Work required
Your reply should reproduce each entry exactly and contain no pictures.

= = = =

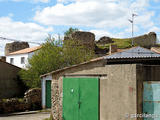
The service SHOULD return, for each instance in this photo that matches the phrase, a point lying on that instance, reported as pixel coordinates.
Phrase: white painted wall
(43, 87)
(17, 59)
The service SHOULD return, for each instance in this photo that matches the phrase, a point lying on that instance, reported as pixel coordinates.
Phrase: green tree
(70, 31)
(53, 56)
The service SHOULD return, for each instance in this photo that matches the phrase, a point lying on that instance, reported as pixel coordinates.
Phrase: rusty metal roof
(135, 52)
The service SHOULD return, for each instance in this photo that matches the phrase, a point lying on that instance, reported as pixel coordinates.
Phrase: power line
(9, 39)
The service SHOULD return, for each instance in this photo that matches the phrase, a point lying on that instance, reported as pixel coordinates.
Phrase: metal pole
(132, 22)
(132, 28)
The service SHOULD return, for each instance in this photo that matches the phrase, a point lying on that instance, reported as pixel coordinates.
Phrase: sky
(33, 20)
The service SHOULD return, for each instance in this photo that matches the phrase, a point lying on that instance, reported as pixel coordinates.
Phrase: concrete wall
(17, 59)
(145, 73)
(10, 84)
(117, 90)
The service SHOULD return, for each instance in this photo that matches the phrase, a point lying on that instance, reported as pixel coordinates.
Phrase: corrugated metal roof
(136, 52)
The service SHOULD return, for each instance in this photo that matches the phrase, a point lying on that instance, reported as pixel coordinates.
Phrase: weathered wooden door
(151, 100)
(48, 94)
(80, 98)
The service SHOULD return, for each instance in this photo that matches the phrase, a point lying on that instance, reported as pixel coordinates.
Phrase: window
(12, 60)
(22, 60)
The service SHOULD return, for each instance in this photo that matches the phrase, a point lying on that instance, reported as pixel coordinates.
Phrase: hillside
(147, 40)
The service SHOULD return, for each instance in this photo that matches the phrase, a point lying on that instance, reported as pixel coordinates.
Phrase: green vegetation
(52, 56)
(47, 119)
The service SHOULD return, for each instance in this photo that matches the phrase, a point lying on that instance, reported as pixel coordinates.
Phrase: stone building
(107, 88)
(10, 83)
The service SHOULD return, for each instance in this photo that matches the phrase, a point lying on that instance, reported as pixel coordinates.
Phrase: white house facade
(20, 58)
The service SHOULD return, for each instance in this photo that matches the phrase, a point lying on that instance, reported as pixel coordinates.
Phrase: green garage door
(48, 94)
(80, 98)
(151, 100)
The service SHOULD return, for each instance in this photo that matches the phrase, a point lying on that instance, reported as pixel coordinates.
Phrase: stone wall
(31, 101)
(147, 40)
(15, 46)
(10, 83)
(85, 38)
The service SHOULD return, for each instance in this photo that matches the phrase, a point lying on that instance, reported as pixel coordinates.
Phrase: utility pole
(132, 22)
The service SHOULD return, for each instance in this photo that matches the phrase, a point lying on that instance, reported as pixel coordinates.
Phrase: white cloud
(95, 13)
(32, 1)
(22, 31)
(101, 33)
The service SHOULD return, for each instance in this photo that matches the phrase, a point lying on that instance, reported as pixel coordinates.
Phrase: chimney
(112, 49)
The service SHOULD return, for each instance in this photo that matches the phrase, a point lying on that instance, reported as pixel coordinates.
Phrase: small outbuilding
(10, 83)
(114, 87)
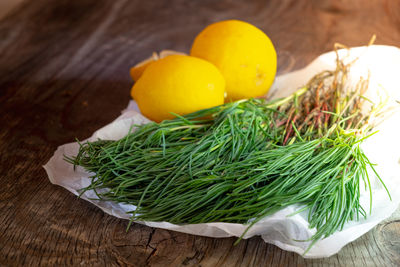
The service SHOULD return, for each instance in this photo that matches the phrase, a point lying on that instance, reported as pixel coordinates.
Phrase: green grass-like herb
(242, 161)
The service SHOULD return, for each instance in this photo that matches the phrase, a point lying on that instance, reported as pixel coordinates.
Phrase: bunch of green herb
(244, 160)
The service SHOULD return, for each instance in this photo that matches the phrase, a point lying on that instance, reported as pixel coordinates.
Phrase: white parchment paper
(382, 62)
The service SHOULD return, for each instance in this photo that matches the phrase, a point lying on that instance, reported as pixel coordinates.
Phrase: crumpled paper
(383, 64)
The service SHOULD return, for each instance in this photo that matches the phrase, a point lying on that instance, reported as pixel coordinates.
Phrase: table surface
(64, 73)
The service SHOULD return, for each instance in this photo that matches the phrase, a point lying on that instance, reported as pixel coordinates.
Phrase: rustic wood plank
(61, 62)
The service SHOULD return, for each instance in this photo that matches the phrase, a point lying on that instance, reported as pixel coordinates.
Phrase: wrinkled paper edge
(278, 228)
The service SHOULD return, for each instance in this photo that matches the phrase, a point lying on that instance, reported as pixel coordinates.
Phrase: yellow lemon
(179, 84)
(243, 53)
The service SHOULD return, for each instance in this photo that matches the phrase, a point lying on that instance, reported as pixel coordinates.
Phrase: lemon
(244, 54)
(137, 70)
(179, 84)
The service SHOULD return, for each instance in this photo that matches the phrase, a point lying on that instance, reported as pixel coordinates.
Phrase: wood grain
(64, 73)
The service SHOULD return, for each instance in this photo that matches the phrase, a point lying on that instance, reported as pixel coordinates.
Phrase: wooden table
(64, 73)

= = = =

Written answer
The service SHOULD return, for each instance in this photo that matches the phrase, a point lying on that instance, reported as pixel coordinates.
Phrase: white painted wall
(43, 87)
(17, 59)
The service SHOULD return, for each instance in this photo that matches the phrase, a point lying on that instance, reported as pixel coordinates.
Phrase: green tree
(70, 31)
(53, 56)
The service SHOULD return, for each instance in this photo that matches the phrase, a point lying on that instance, reported as pixel coordinates.
Phrase: rusty metal roof
(135, 52)
The service SHOULD return, for each instance in this photo that matches the phrase, a point lying on that instance, reported as pixel coordinates.
Phrase: power line
(9, 39)
The service SHOULD return, for each instance in this photo that matches the phrase, a point lying on that instance, reported as pixel coordinates.
Phrase: metal pole
(132, 22)
(132, 28)
The service SHOULD return, for each instance in this photo that matches the phrase, a point lying on that instance, reported as pixel coordinates.
Phrase: sky
(33, 20)
The service SHOULD return, for each instance in this photo that matches the phrase, a point lying on that instance, reported as pixel coordinates.
Phrase: concrete wall
(17, 59)
(145, 73)
(10, 84)
(117, 90)
The service SHOULD return, for each instance in this photo that matches the phrase, a point lying on that instance, reported as pixel coordinates.
Phrase: corrugated metal roof
(136, 52)
The service SHOULD return, for each instance in this photo that matches the phrase, a point lying on that instance, reported as pixel coordinates.
Phrase: weathered wooden door
(151, 100)
(48, 94)
(80, 98)
The service SHOULD return, for each instance in this photo that matches the phrase, a point lying on that instance, reported as pixel coordinates.
Phrase: window
(12, 60)
(22, 60)
The service SHOULD return, for each instance in this photo that matches the phrase, a point lying on that instance, reported as pixel coordinates.
Phrase: hillside
(147, 40)
The service SHOULD return, for each instance in this photo that matches the phrase, a point lying on that instance, reported as pixel coordinates.
Phrase: green vegetation
(52, 56)
(47, 119)
The service SHOULD return, for each instance in this photo that matches the phrase, a point lying on that instance, reported as pixel coordinates.
Phrase: stone building
(107, 88)
(10, 83)
The service SHOULD return, for each instance in this photo that matches the phrase, a point lying on that instance, reported as pixel coordinates.
Phrase: white house facade
(20, 58)
The service SHOULD return, for each instance in this photo that matches the phrase, a point lying on that instance, reported as pixel coordinates.
Phrase: green garage door
(48, 94)
(80, 98)
(151, 100)
The service SHOULD return, for each instance in this photo that matches the phrase, a point lying on that instance, reported as pixel coordinates.
Phrase: stone wall
(31, 101)
(147, 40)
(15, 46)
(10, 83)
(85, 38)
The service SHOULD return, for each instance in this photo that matches the phrase, a point lying on that instance, reported as pixel coordinates.
Phrase: utility pole
(132, 22)
The service SHOULD return, for each instance in this photo that matches the phrase, a point lying on that instance, reported as pixel coordinates.
Phrase: white cloud
(95, 13)
(32, 1)
(22, 31)
(101, 33)
The service SHOULD return, for each instance in this photo that matches the phrase, a point lying on that instance, reported as pixel coordinates.
Phrase: chimney
(112, 49)
The service SHOULD return, for each instance in this photo that matches the phrase, a point lying on that instance, reported as pixel coordinates.
Phrase: small outbuilding
(10, 83)
(114, 87)
The service SHOULD return, for each instance in this photo that matches the phrase, a point lying on that instance, reported as pixel coordinates.
Phrase: green grass-like herb
(242, 161)
The service SHOULD return, for each instance in this photo that matches the phrase, a point lying on that instance, reported as pixel coordinates.
Phrase: bunch of green herb
(244, 160)
The service SHOULD return, for each instance in this photo that matches the phrase, a point lying on that instance, reported as pixel coordinates.
Phrase: white parchment paper
(382, 62)
The service SHOULD return, for each instance in this photo that matches the phrase, a point lying on that instance, reported as pixel coordinates.
Phrase: crumpled paper
(383, 64)
The service SHOULD return, for each instance in this photo that matches the phrase, a point lying on that instance, reported as pixel coordinates.
Phrase: table surface
(64, 73)
The service SHOULD return, for each instance in this photo that matches the phrase, a point lying on that instance, reported as pixel coordinates.
Phrase: rustic wood plank
(61, 62)
The service SHOULD return, for each instance in this photo that matches the phrase, a point lying on that instance, reported as pixel coordinates.
Phrase: wrinkled paper edge
(278, 228)
The service SHOULD return, for each instance in this photo that matches the phrase, a point lying on that instance, reported as pixel coordinates.
Phrase: yellow lemon
(179, 84)
(243, 53)
The service SHOULD return, for each instance in this photo that matches the phrase, a point lying on that instance, reported as pixel coordinates.
Phrase: lemon
(244, 54)
(137, 70)
(179, 84)
The service SHOULD return, for each instance in this photo that matches the phrase, a point lying on that instance, reported as pixel coordinates.
Phrase: wood grain
(64, 73)
The service SHOULD return, for each instance in this photo that matches the phrase, a point lying on that instance, reported as pixel coordinates.
Phrase: wooden table
(64, 73)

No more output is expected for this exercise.